## INSTRUCTIONS FOR THE TASK
In the records below, retype everything from the line containing "For every instance of the red" down to the end of the records, and leave out the pictures.

— Begin DATASET CONTENT —

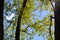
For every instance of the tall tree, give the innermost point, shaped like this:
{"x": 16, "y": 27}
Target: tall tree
{"x": 17, "y": 36}
{"x": 1, "y": 19}
{"x": 57, "y": 20}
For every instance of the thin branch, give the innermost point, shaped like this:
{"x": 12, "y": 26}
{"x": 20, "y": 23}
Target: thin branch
{"x": 50, "y": 27}
{"x": 52, "y": 5}
{"x": 17, "y": 34}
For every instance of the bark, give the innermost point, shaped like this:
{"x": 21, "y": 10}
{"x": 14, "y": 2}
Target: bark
{"x": 1, "y": 20}
{"x": 17, "y": 36}
{"x": 57, "y": 20}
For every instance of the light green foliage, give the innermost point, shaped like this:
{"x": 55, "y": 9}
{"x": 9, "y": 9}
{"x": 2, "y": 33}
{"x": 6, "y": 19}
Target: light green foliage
{"x": 40, "y": 26}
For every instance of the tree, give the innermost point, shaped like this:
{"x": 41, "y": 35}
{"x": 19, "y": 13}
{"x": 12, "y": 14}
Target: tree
{"x": 29, "y": 18}
{"x": 57, "y": 20}
{"x": 19, "y": 21}
{"x": 1, "y": 20}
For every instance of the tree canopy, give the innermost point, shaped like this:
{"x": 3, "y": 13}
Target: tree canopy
{"x": 35, "y": 19}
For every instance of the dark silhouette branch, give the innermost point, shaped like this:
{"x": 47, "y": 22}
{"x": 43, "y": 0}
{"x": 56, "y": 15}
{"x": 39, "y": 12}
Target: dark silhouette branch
{"x": 17, "y": 34}
{"x": 50, "y": 27}
{"x": 52, "y": 5}
{"x": 1, "y": 19}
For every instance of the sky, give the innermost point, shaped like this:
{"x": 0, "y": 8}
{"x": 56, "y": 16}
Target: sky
{"x": 40, "y": 16}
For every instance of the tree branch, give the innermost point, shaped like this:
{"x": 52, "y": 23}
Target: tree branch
{"x": 17, "y": 34}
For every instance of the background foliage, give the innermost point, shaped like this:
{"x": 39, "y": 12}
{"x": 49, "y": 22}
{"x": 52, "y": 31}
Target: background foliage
{"x": 35, "y": 19}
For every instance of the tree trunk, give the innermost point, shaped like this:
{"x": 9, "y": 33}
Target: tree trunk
{"x": 1, "y": 20}
{"x": 57, "y": 20}
{"x": 17, "y": 36}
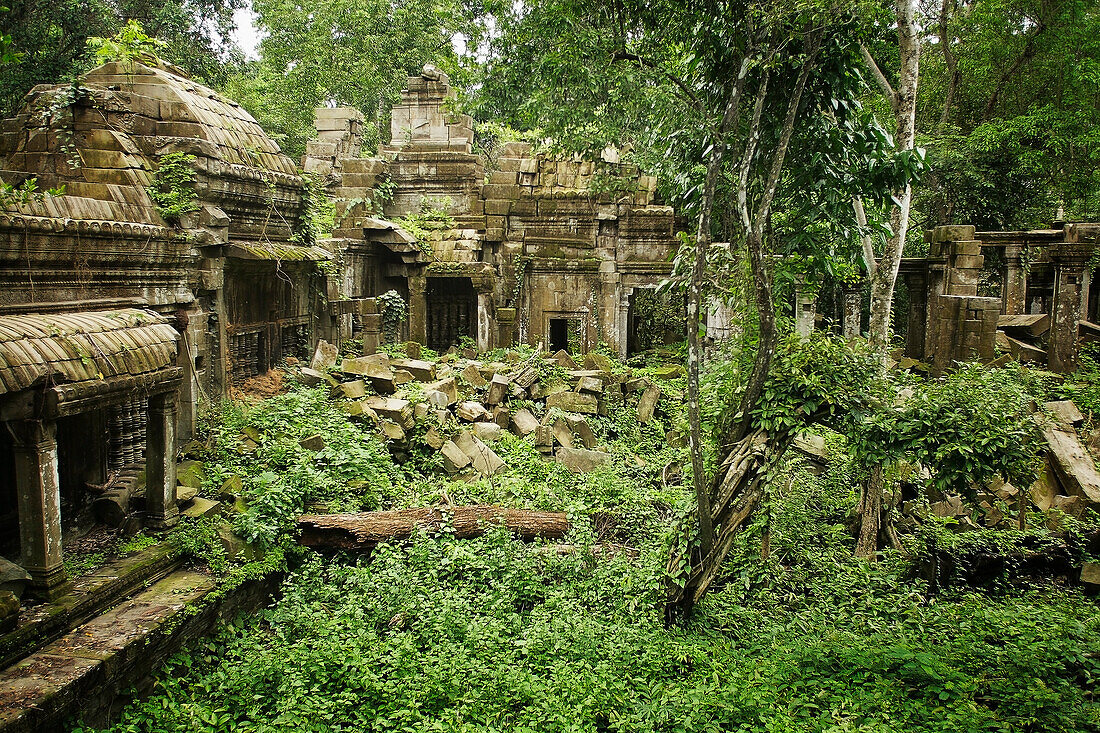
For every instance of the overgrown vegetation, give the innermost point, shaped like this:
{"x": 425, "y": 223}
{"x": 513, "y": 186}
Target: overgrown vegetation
{"x": 173, "y": 189}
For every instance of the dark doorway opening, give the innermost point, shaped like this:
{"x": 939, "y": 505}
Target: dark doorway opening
{"x": 559, "y": 335}
{"x": 452, "y": 312}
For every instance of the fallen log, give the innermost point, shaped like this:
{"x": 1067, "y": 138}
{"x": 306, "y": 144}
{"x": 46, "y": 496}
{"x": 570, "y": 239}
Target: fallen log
{"x": 366, "y": 529}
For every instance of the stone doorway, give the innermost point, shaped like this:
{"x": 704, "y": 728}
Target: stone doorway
{"x": 452, "y": 312}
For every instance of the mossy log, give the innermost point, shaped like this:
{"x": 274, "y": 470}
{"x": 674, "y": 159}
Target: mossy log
{"x": 366, "y": 529}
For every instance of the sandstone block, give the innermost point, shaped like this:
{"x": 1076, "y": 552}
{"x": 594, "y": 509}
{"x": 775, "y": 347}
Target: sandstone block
{"x": 472, "y": 412}
{"x": 481, "y": 456}
{"x": 574, "y": 402}
{"x": 580, "y": 460}
{"x": 524, "y": 423}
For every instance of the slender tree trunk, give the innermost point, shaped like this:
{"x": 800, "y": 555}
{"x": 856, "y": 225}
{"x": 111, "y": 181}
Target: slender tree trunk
{"x": 715, "y": 159}
{"x": 870, "y": 515}
{"x": 904, "y": 106}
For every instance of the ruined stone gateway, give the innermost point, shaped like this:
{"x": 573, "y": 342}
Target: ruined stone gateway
{"x": 116, "y": 321}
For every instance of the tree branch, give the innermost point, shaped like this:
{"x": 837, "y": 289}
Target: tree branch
{"x": 879, "y": 76}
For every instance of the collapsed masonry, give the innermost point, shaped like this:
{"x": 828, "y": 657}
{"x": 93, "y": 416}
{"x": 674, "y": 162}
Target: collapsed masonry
{"x": 116, "y": 323}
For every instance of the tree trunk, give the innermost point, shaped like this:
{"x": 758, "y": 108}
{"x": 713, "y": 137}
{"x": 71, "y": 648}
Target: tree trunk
{"x": 735, "y": 493}
{"x": 904, "y": 106}
{"x": 870, "y": 514}
{"x": 366, "y": 529}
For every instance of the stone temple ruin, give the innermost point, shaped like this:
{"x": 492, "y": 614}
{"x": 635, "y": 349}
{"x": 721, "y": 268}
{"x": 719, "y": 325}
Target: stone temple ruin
{"x": 116, "y": 323}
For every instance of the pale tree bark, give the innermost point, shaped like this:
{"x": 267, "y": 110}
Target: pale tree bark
{"x": 883, "y": 273}
{"x": 715, "y": 157}
{"x": 738, "y": 485}
{"x": 903, "y": 102}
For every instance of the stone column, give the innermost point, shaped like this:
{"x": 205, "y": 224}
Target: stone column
{"x": 916, "y": 324}
{"x": 1014, "y": 284}
{"x": 161, "y": 510}
{"x": 853, "y": 310}
{"x": 418, "y": 309}
{"x": 1070, "y": 260}
{"x": 484, "y": 303}
{"x": 623, "y": 318}
{"x": 37, "y": 488}
{"x": 506, "y": 325}
{"x": 805, "y": 309}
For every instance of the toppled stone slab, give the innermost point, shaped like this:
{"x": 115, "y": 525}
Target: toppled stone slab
{"x": 392, "y": 408}
{"x": 421, "y": 371}
{"x": 481, "y": 456}
{"x": 487, "y": 431}
{"x": 454, "y": 459}
{"x": 648, "y": 403}
{"x": 472, "y": 412}
{"x": 13, "y": 578}
{"x": 1065, "y": 412}
{"x": 564, "y": 360}
{"x": 325, "y": 356}
{"x": 580, "y": 460}
{"x": 1074, "y": 467}
{"x": 497, "y": 390}
{"x": 524, "y": 423}
{"x": 574, "y": 402}
{"x": 473, "y": 375}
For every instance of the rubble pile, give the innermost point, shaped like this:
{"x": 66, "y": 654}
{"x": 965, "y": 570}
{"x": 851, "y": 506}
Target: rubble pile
{"x": 458, "y": 406}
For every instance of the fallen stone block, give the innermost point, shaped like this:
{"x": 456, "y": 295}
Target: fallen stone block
{"x": 365, "y": 365}
{"x": 354, "y": 390}
{"x": 574, "y": 402}
{"x": 13, "y": 578}
{"x": 524, "y": 423}
{"x": 590, "y": 384}
{"x": 580, "y": 460}
{"x": 593, "y": 360}
{"x": 392, "y": 430}
{"x": 1065, "y": 412}
{"x": 648, "y": 403}
{"x": 448, "y": 387}
{"x": 564, "y": 360}
{"x": 433, "y": 438}
{"x": 497, "y": 390}
{"x": 473, "y": 375}
{"x": 325, "y": 356}
{"x": 185, "y": 494}
{"x": 398, "y": 411}
{"x": 562, "y": 434}
{"x": 487, "y": 431}
{"x": 454, "y": 459}
{"x": 201, "y": 507}
{"x": 472, "y": 412}
{"x": 310, "y": 376}
{"x": 582, "y": 430}
{"x": 1074, "y": 467}
{"x": 421, "y": 371}
{"x": 482, "y": 457}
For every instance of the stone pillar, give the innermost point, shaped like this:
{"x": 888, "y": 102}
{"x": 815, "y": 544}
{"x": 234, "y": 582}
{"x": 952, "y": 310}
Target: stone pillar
{"x": 37, "y": 488}
{"x": 805, "y": 309}
{"x": 484, "y": 324}
{"x": 853, "y": 310}
{"x": 370, "y": 319}
{"x": 1070, "y": 259}
{"x": 916, "y": 325}
{"x": 161, "y": 510}
{"x": 623, "y": 319}
{"x": 418, "y": 308}
{"x": 505, "y": 325}
{"x": 1014, "y": 284}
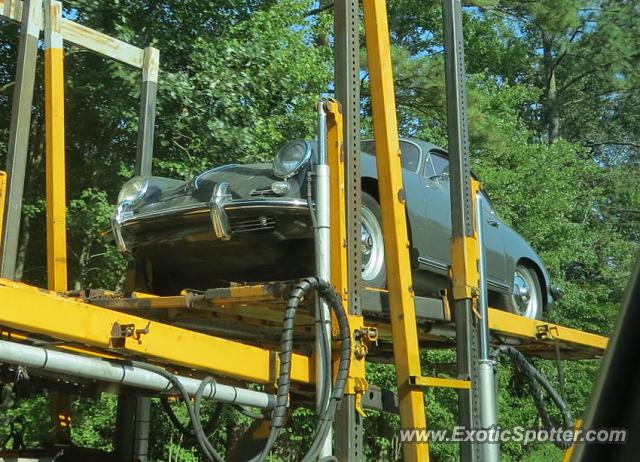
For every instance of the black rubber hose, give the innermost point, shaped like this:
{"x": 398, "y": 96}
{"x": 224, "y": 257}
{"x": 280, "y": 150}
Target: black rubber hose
{"x": 537, "y": 380}
{"x": 330, "y": 401}
{"x": 207, "y": 449}
{"x": 186, "y": 431}
{"x": 326, "y": 292}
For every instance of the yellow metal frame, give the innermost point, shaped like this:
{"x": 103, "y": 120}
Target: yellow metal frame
{"x": 465, "y": 253}
{"x": 34, "y": 310}
{"x": 406, "y": 350}
{"x": 55, "y": 148}
{"x": 441, "y": 382}
{"x": 3, "y": 195}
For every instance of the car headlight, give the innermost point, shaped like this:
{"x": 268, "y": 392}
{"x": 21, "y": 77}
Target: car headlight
{"x": 133, "y": 190}
{"x": 291, "y": 158}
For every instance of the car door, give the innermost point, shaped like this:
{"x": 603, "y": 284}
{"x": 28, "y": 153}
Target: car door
{"x": 413, "y": 184}
{"x": 438, "y": 211}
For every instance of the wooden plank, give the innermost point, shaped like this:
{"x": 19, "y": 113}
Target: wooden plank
{"x": 84, "y": 37}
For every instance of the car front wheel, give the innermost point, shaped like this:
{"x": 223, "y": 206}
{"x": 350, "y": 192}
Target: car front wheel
{"x": 374, "y": 273}
{"x": 526, "y": 298}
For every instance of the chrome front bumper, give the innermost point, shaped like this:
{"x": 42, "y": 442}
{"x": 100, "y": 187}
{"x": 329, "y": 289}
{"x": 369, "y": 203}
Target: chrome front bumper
{"x": 220, "y": 204}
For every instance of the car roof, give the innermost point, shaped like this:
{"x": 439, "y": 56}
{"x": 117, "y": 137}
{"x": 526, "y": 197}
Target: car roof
{"x": 425, "y": 146}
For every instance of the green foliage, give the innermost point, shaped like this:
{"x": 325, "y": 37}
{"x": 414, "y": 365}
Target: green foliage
{"x": 554, "y": 121}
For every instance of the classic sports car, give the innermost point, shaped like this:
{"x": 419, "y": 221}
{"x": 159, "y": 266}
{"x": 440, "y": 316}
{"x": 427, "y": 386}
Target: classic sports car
{"x": 243, "y": 223}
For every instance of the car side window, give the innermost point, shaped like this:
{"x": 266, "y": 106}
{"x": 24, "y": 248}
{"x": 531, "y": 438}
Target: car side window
{"x": 410, "y": 152}
{"x": 440, "y": 163}
{"x": 488, "y": 202}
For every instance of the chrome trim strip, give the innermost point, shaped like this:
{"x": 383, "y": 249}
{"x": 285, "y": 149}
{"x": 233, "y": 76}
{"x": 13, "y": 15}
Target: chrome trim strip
{"x": 203, "y": 208}
{"x": 498, "y": 285}
{"x": 219, "y": 218}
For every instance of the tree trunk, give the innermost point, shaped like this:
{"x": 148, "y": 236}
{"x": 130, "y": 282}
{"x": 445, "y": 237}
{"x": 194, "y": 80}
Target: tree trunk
{"x": 83, "y": 264}
{"x": 550, "y": 105}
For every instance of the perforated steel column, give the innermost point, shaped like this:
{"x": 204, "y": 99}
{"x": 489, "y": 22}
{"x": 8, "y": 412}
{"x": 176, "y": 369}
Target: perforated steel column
{"x": 19, "y": 132}
{"x": 348, "y": 431}
{"x": 462, "y": 219}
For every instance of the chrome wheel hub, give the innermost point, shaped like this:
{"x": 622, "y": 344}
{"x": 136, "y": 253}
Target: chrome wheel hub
{"x": 371, "y": 244}
{"x": 525, "y": 296}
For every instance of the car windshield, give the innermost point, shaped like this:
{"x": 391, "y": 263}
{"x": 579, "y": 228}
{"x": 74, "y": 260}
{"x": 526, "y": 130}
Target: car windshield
{"x": 410, "y": 153}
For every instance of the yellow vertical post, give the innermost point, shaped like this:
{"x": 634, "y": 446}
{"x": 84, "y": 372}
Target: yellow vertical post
{"x": 394, "y": 222}
{"x": 55, "y": 149}
{"x": 60, "y": 405}
{"x": 357, "y": 383}
{"x": 335, "y": 148}
{"x": 3, "y": 194}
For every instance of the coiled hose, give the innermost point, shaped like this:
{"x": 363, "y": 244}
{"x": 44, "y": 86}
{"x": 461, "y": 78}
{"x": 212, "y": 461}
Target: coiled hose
{"x": 330, "y": 401}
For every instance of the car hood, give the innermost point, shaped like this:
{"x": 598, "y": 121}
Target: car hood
{"x": 245, "y": 182}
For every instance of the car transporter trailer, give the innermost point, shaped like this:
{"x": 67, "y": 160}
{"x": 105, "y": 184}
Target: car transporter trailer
{"x": 140, "y": 345}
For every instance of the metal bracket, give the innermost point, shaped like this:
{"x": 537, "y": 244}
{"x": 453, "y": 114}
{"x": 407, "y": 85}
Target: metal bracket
{"x": 360, "y": 387}
{"x": 120, "y": 332}
{"x": 546, "y": 332}
{"x": 363, "y": 338}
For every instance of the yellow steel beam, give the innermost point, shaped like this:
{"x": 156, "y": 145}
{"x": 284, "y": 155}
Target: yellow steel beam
{"x": 441, "y": 382}
{"x": 512, "y": 325}
{"x": 30, "y": 309}
{"x": 465, "y": 252}
{"x": 3, "y": 195}
{"x": 335, "y": 147}
{"x": 60, "y": 404}
{"x": 55, "y": 155}
{"x": 394, "y": 222}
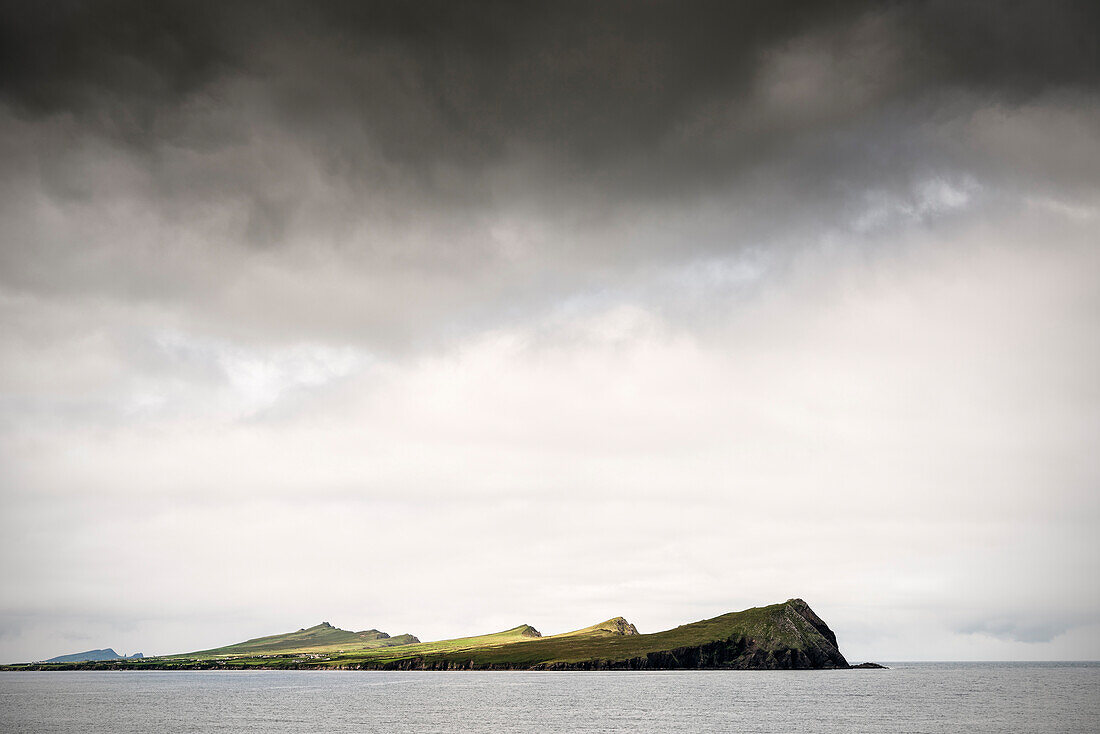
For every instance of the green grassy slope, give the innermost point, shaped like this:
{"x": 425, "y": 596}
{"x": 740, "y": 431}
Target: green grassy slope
{"x": 779, "y": 636}
{"x": 787, "y": 635}
{"x": 322, "y": 638}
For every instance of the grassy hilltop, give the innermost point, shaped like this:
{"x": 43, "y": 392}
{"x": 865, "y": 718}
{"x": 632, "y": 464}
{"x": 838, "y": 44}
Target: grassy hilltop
{"x": 780, "y": 636}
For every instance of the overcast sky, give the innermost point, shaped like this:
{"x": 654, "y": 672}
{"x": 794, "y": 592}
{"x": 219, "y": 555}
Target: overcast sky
{"x": 443, "y": 317}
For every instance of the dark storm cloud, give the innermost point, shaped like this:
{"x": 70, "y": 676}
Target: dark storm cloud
{"x": 611, "y": 90}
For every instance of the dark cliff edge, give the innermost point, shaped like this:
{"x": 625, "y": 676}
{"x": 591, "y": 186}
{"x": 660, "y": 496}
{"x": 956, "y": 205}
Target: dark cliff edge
{"x": 787, "y": 636}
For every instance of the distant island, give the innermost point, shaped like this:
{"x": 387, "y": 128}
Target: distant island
{"x": 783, "y": 636}
{"x": 88, "y": 656}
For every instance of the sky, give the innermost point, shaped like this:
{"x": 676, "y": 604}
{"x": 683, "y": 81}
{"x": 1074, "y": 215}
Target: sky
{"x": 439, "y": 318}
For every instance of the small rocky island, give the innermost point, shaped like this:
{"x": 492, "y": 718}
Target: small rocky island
{"x": 784, "y": 636}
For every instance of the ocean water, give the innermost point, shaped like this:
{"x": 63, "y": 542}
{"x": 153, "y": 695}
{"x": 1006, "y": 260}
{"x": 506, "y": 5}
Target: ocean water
{"x": 909, "y": 698}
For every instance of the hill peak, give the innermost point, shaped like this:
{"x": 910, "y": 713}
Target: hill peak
{"x": 617, "y": 626}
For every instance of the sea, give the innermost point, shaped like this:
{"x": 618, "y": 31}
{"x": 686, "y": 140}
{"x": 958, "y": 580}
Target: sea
{"x": 910, "y": 698}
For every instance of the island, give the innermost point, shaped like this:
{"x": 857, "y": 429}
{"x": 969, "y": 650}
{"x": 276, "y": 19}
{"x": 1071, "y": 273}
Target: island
{"x": 785, "y": 636}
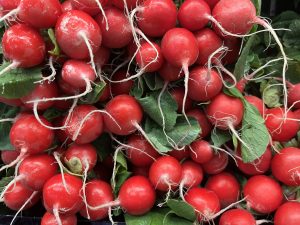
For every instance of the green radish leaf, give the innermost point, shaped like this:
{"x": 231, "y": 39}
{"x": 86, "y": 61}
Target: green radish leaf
{"x": 17, "y": 83}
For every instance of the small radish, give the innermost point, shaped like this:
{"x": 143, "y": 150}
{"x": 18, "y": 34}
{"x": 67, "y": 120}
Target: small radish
{"x": 49, "y": 219}
{"x": 263, "y": 194}
{"x": 141, "y": 153}
{"x": 226, "y": 187}
{"x": 165, "y": 173}
{"x": 288, "y": 213}
{"x": 286, "y": 166}
{"x": 126, "y": 112}
{"x": 281, "y": 129}
{"x": 201, "y": 151}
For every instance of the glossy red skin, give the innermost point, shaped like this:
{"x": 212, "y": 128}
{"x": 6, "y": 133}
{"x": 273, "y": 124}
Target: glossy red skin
{"x": 86, "y": 153}
{"x": 157, "y": 17}
{"x": 224, "y": 109}
{"x": 36, "y": 170}
{"x": 26, "y": 134}
{"x": 147, "y": 54}
{"x": 203, "y": 201}
{"x": 203, "y": 121}
{"x": 169, "y": 72}
{"x": 179, "y": 47}
{"x": 55, "y": 195}
{"x": 178, "y": 94}
{"x": 194, "y": 14}
{"x": 226, "y": 187}
{"x": 75, "y": 71}
{"x": 17, "y": 194}
{"x": 202, "y": 86}
{"x": 192, "y": 174}
{"x": 286, "y": 166}
{"x": 97, "y": 193}
{"x": 24, "y": 45}
{"x": 49, "y": 219}
{"x": 140, "y": 157}
{"x": 165, "y": 173}
{"x": 258, "y": 166}
{"x": 201, "y": 151}
{"x": 208, "y": 42}
{"x": 43, "y": 90}
{"x": 92, "y": 127}
{"x": 126, "y": 111}
{"x": 119, "y": 33}
{"x": 40, "y": 14}
{"x": 137, "y": 195}
{"x": 123, "y": 87}
{"x": 217, "y": 164}
{"x": 8, "y": 156}
{"x": 235, "y": 16}
{"x": 89, "y": 6}
{"x": 237, "y": 217}
{"x": 279, "y": 129}
{"x": 294, "y": 96}
{"x": 67, "y": 35}
{"x": 257, "y": 102}
{"x": 288, "y": 213}
{"x": 263, "y": 193}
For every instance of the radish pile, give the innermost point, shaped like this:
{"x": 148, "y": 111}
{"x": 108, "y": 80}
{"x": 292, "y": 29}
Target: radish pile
{"x": 157, "y": 111}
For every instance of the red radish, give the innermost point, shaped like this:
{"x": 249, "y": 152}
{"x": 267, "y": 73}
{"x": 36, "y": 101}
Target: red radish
{"x": 165, "y": 173}
{"x": 202, "y": 119}
{"x": 258, "y": 166}
{"x": 225, "y": 112}
{"x": 43, "y": 90}
{"x": 204, "y": 85}
{"x": 263, "y": 194}
{"x": 288, "y": 213}
{"x": 97, "y": 193}
{"x": 149, "y": 57}
{"x": 208, "y": 42}
{"x": 279, "y": 128}
{"x": 237, "y": 217}
{"x": 286, "y": 166}
{"x": 119, "y": 33}
{"x": 156, "y": 17}
{"x": 201, "y": 151}
{"x": 49, "y": 219}
{"x": 217, "y": 164}
{"x": 226, "y": 187}
{"x": 205, "y": 202}
{"x": 23, "y": 46}
{"x": 178, "y": 95}
{"x": 194, "y": 14}
{"x": 78, "y": 34}
{"x": 141, "y": 153}
{"x": 126, "y": 112}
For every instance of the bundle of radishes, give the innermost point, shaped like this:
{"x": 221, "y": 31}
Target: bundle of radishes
{"x": 149, "y": 111}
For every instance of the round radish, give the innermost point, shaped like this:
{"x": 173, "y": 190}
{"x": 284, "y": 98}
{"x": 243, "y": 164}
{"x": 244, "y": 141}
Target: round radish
{"x": 286, "y": 166}
{"x": 263, "y": 194}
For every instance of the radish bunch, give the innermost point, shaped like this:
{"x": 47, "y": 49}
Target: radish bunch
{"x": 145, "y": 108}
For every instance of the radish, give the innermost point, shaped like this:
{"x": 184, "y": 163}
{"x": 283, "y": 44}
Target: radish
{"x": 23, "y": 46}
{"x": 286, "y": 166}
{"x": 263, "y": 194}
{"x": 226, "y": 187}
{"x": 49, "y": 219}
{"x": 201, "y": 151}
{"x": 37, "y": 13}
{"x": 281, "y": 127}
{"x": 126, "y": 112}
{"x": 141, "y": 153}
{"x": 288, "y": 213}
{"x": 194, "y": 14}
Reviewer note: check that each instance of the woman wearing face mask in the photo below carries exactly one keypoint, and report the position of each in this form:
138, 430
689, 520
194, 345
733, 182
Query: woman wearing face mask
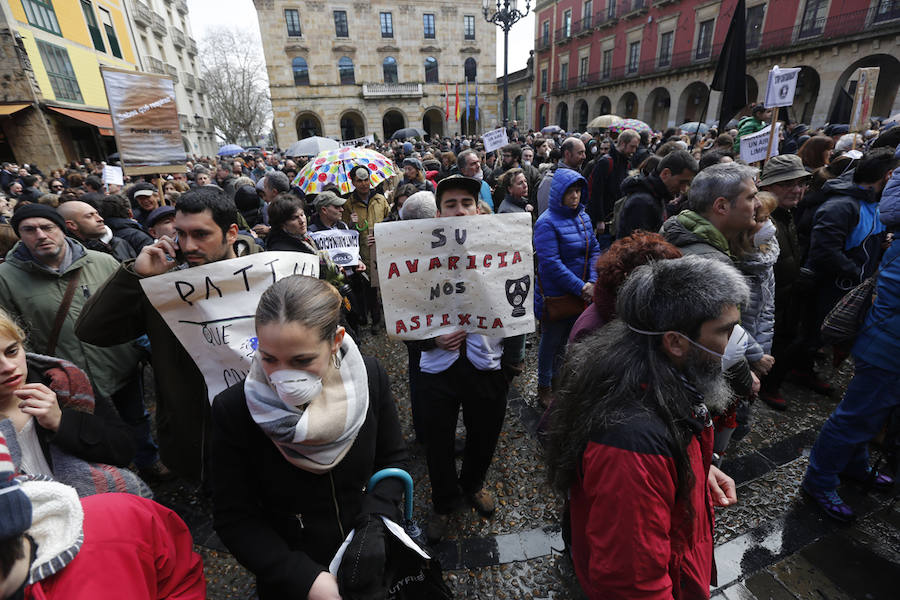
294, 446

— End DATASET CONTENT —

## SOLUTION TO THE PROBLEM
For every instance of the red radish, give the innermost point, shaped like this:
{"x": 249, "y": 152}
{"x": 267, "y": 73}
{"x": 36, "y": 101}
Target: red radish
{"x": 165, "y": 173}
{"x": 202, "y": 119}
{"x": 258, "y": 166}
{"x": 225, "y": 112}
{"x": 43, "y": 90}
{"x": 204, "y": 85}
{"x": 263, "y": 194}
{"x": 288, "y": 213}
{"x": 97, "y": 193}
{"x": 149, "y": 57}
{"x": 208, "y": 42}
{"x": 279, "y": 128}
{"x": 237, "y": 217}
{"x": 286, "y": 166}
{"x": 119, "y": 33}
{"x": 156, "y": 17}
{"x": 201, "y": 151}
{"x": 49, "y": 219}
{"x": 217, "y": 164}
{"x": 226, "y": 187}
{"x": 205, "y": 202}
{"x": 23, "y": 46}
{"x": 178, "y": 95}
{"x": 194, "y": 14}
{"x": 78, "y": 34}
{"x": 141, "y": 153}
{"x": 126, "y": 112}
For every instance of the bundle of radishes, give the innermost point, shaped like this:
{"x": 221, "y": 31}
Target: bundle of radishes
{"x": 149, "y": 111}
For every instance of the round radish, give the innermost point, shaped like this:
{"x": 173, "y": 190}
{"x": 284, "y": 98}
{"x": 243, "y": 164}
{"x": 244, "y": 141}
Target: round radish
{"x": 286, "y": 166}
{"x": 263, "y": 194}
For every instance of the radish bunch, give the innermost point, shaped like this:
{"x": 47, "y": 49}
Target: radish bunch
{"x": 145, "y": 108}
For every instance of the radish, give the innermost point, shaped like this:
{"x": 184, "y": 163}
{"x": 283, "y": 44}
Target: radish
{"x": 23, "y": 46}
{"x": 286, "y": 166}
{"x": 263, "y": 194}
{"x": 226, "y": 187}
{"x": 49, "y": 219}
{"x": 201, "y": 151}
{"x": 37, "y": 13}
{"x": 281, "y": 127}
{"x": 126, "y": 112}
{"x": 141, "y": 153}
{"x": 288, "y": 213}
{"x": 194, "y": 14}
Reviewer note: check that each instance of the woman wearing face mask in the photo below carries exactly one keypoint, and report the position of each in this form:
138, 430
689, 520
194, 345
733, 182
Query: woman wearing face mask
294, 446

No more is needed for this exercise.